> LE CONSEGNE
a: Ricopia alla lettera il passo dell'estratto che comincia con "Due dei quattro" e termina con "ruolo nel pestaggio.".
b: Per favore, stabilisci se ogni affermazione concorda con l'estratto, rispondendo sì o no e citando tra virgolette le parole dell'estratto che lo decidono. (i) Il 6 giugno tutti e quattro i presunti colpevoli erano già stati arrestati. (ii) Abdulganiyu Oseni e Jolly Imade negarono di trovarsi a bordo dell'autobus. (iii) La visita di Matteo Salvini avvenne prima degli arresti.

> ESTRATTO
########
Se ne parlò molto, in quel momento.
Salvini era diventato da poco ministro dell’interno e un po’ ovunque si invocavano “pene esemplari” per i colpevoli.
Il 6 giugno, i quattro erano già stati tutti arrestati, giusto in tempo per la visita di Matteo Salvini, che sarebbe avvenuta due giorni più tardi.
Un capolavoro di celerità che avrà senza dubbio soddisfatto moltissimo il ministro leghista.
Due dei quattro presunti colpevoli, Abdulganiyu Oseni e Jolly Imade, nigeriani, furono catturati quasi subito, ed entrambi ammisero di trovarsi a bordo di quell’autobus, pur minimizzando il proprio ruolo nel pestaggio.
Per i gambiani Salifu Camara e Yusupha Ceesay, invece, le cose sono andate un po’ diversamente.
########
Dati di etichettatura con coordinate
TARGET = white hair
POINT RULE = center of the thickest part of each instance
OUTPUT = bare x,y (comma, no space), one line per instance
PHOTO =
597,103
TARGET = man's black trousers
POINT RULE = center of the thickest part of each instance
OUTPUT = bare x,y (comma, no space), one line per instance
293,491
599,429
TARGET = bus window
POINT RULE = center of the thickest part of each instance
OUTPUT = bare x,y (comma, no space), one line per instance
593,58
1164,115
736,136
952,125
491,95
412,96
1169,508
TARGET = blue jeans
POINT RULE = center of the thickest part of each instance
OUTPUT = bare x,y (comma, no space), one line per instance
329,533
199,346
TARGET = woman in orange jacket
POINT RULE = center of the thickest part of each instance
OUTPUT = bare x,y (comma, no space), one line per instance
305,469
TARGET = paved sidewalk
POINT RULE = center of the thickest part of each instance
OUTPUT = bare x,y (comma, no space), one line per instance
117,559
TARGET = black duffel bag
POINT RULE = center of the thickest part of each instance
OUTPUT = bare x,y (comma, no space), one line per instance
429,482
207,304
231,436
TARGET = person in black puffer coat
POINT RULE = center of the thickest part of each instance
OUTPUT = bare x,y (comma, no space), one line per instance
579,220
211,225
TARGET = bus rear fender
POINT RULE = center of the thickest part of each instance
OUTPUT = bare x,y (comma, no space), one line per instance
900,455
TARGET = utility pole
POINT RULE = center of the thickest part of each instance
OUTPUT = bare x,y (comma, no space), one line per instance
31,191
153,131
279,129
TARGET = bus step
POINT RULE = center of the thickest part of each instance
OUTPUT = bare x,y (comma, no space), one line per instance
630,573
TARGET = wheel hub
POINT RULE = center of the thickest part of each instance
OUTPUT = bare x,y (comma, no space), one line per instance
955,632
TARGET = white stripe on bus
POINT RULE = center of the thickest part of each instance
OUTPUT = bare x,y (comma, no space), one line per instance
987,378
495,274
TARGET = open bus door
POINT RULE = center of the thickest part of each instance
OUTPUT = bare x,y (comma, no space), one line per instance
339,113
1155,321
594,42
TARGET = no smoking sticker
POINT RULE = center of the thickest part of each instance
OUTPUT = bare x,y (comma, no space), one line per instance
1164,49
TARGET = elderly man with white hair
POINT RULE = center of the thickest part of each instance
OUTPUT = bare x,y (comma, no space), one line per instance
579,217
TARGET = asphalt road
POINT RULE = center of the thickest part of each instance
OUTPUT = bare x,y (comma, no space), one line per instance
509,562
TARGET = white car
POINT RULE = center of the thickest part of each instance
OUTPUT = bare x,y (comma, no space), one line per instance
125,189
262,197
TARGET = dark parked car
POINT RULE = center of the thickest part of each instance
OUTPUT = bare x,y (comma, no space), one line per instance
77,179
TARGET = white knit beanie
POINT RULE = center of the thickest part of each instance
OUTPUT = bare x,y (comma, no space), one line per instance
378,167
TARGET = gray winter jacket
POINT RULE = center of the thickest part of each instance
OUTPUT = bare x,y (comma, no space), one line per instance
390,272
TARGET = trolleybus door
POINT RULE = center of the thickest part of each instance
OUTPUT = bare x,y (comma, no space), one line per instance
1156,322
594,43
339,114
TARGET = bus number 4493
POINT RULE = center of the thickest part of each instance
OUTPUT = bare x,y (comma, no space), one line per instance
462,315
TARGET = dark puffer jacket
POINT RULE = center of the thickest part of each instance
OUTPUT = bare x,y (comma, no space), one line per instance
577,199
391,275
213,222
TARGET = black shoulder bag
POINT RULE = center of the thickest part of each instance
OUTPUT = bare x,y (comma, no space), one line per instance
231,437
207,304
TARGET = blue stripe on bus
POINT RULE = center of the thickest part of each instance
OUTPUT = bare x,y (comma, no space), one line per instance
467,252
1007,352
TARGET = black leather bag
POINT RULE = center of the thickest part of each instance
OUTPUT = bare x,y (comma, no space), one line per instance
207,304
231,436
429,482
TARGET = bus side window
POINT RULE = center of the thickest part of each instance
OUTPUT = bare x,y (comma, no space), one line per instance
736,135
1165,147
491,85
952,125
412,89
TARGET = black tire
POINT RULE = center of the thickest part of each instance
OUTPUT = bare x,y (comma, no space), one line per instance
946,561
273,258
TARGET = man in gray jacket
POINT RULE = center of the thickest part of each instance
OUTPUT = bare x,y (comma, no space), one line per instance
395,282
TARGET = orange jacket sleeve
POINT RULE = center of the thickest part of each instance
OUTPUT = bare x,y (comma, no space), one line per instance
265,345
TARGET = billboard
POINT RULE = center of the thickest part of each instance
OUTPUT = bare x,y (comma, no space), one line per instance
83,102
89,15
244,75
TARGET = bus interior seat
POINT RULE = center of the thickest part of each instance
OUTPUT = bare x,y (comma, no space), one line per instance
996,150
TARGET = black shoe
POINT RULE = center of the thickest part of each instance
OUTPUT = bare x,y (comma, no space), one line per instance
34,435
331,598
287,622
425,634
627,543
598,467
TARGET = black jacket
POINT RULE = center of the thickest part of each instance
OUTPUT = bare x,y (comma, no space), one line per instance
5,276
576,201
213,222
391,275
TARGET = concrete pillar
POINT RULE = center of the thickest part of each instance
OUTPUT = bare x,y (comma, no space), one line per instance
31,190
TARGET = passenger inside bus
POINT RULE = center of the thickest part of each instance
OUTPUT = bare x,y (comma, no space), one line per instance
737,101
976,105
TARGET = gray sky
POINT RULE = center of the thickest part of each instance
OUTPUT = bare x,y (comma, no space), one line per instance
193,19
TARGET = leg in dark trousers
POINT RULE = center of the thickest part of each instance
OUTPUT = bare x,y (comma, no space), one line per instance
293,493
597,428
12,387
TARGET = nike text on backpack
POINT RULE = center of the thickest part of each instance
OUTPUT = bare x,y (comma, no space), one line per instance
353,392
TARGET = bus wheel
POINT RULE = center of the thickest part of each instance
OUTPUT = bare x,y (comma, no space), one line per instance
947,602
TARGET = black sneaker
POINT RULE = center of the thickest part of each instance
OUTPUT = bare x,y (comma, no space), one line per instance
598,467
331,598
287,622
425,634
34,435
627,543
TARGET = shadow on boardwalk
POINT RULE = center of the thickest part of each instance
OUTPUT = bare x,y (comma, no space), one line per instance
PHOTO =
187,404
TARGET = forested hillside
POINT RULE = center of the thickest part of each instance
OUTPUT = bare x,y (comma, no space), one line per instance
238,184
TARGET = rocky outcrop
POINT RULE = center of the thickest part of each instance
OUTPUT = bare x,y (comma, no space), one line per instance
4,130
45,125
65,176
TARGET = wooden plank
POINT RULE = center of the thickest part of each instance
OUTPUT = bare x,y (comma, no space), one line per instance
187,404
########
> LE RISPOSTE
a:
Due dei quattro presunti colpevoli, Abdulganiyu Oseni e Jolly Imade, nigeriani, furono catturati quasi subito, ed entrambi ammisero di trovarsi a bordo di quell’autobus, pur minimizzando il proprio ruolo nel pestaggio.

b:
(i) Sì: "Il 6 giugno, i quattro erano già stati tutti arrestati".
(ii) No: "entrambi ammisero di trovarsi a bordo di quell’autobus".
(iii) No: "giusto in tempo per la visita di Matteo Salvini, che sarebbe avvenuta due giorni più tardi".